• PROBLEMS TO SOLVE:
- A) List every dollar amount mentioned in the text on California Propositions 16 and 17 below.
- B) Write the next part of the text on California Propositions 16 and 17, picking up after its last sentence.

━━━━━ SOURCE TEXT

Prop. 16 is really about the Right to Sell—and who owns the right to provide energy to the public. If it passes, Californians would be tied to just a handful of energy companies, and their dominance in existing and new markets would essentially be written into the state constitution.

Though three investor-owned utility companies would benefit from this arrangement, just one has financed the Yes on 16 campaign. Since the beginning of this year, PG&E has spent more than $35 million on the cause.

If Prop. 16 passes, it would amend the state constitution to require a two-thirds approval (rather than a simple majority) by local voters before a Community Choice Aggregation (CCA) could provide electricity to any new customers if there was any public money or debt involved. It would require the same two-thirds approval by any community that a CCA wanted to expand into, whether or not public money or bonds were involved. In its assessment of the initiative, the independent Legislative Analyst’s Office said the voter-approval requirements could deter communities from pursuing CCA at all. District 3 Sen. Mark Leno has called it “a stake in the heart of CCA.”

Proponents of the measure say the electricity business is risky, and voters should be able to vote when public money is being leveraged. Opponents say Prop. 16 is just a thinly veiled manipulation of the initiative process, and that it would constitutionally guarantee a monopoly for companies like PG&E.

Proposition 17
No
If the Continuous Coverage Auto Insurance Discount Act sounds too good to be true, it’s because it is. This act allows consumers to qualify for a continuous coverage discount while still shopping around for the lowest rate, promoting competition in the free market. But it would also have a pernicious effect that could cost the most needy Californians some serious money.

If passed, insurance companies would be permitted to ask a consumer for proof of auto insurance for the last five years without any lapse over 90 days, even if he or she hadn’t been driving during that time. If the consumer can’t prove coverage, an automatic penalty of up to $1,000 could be added to the premium.

Like Prop. 16, it’s entirely backed by one company, in this case, Mercury Insurance.

The allure of Prop. 17 is that consumers who choose to switch insurers can keep their continuous coverage discount and take it with them, saving up to $250 a year. Prop. 17 promises a 90-day grace period if drivers lapse on their car insurance payments. Under current law, if drivers qualify for the continuous coverage discount and then switch insurers, they cannot take that discount with them to a new company.

━━━━━━━━━━
━━━━━ EXTRACTED DATA

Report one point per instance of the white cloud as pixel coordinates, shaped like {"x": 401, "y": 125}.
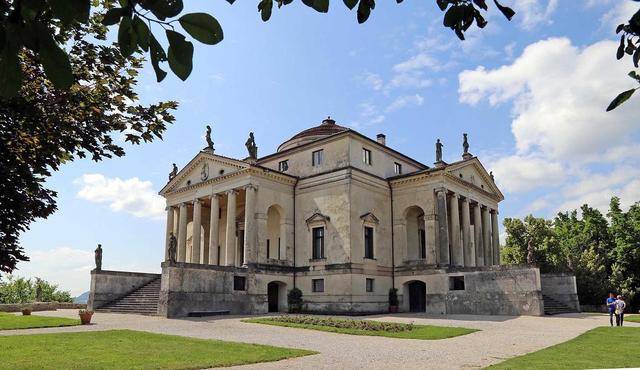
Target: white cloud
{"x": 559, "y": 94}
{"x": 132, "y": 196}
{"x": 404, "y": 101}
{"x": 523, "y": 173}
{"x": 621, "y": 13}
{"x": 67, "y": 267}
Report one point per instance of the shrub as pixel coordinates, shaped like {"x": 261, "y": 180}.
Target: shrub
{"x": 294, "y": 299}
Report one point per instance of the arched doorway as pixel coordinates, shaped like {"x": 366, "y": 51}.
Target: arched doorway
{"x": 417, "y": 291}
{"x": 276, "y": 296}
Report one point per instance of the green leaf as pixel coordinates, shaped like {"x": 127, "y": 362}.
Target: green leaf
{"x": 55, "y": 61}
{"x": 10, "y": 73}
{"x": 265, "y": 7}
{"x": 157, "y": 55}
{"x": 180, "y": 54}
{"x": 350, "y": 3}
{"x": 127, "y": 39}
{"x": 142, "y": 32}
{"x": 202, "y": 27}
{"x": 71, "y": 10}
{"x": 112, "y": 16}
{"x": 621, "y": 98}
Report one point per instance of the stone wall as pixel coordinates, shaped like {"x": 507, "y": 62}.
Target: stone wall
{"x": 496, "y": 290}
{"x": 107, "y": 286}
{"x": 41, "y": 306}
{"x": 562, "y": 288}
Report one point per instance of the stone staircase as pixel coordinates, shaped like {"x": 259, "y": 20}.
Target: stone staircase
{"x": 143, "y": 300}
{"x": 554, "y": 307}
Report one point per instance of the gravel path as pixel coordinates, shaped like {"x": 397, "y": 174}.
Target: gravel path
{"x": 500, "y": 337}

━━━━━━━━━━

• THE RESULTS:
- A)
- $35 million
- $1,000
- $250

- B)
Penalties based on coverage history were made illegal in 1988 by voters as a discriminatory practice. Prop. 17 could easily make insurance companies less accountable while giving them the ability to raise premiums and add penalties.

35 Comments

  1. This new Prop 13 for earthquake retrofit is false reform curtained behind actual reform.  Currently, property owners can reinforce for their homes/buildings without incurring an increase in property taxes for up to 15 years afterward.  This Prop 13 only extends that your property cannot be reassessed for the life of which you own your property.  The LAO analysis stated that most property is sold before that 15 year mark.  So, what is this Prop 13 REALLY doing?

  2. > Proposition 15
    > Yes
    > The California Fair Elections Act would take a small step toward getting special interests out of campaigns by creating a pilot program for publicly funded elections. It would focus, for symbolic reasons, on the very state office that oversees balloting.

    NO! NO! NO! AND HELL NO!

    As bad as ‘special interest’ funding of elections is, government is ultimately the most special and the most abusive of special interests.

    It is as certain as the law of gravity that as soon as the government gets it’s hooks into election funding, it will start insinuating high minded but ultimately pernicious provisions into the electoral process.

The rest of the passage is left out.